-------- Records supplied --------

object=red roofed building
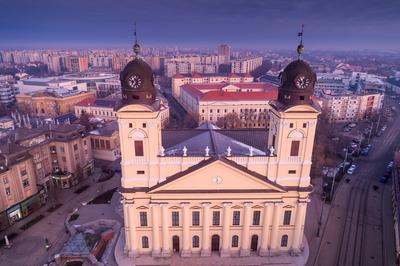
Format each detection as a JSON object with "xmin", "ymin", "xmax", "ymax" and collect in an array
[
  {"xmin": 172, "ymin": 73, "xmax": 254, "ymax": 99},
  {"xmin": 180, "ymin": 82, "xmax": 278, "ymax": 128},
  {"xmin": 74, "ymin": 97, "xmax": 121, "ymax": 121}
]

--------

▶ Exercise description
Please transcribe the material above exactly as written. Leave the pictures out.

▶ Task answer
object=red roofed building
Format each detection as a JSON object with "xmin", "ymin", "xmax", "ymax" and collect in an array
[
  {"xmin": 172, "ymin": 73, "xmax": 254, "ymax": 99},
  {"xmin": 180, "ymin": 82, "xmax": 278, "ymax": 128},
  {"xmin": 74, "ymin": 97, "xmax": 121, "ymax": 121}
]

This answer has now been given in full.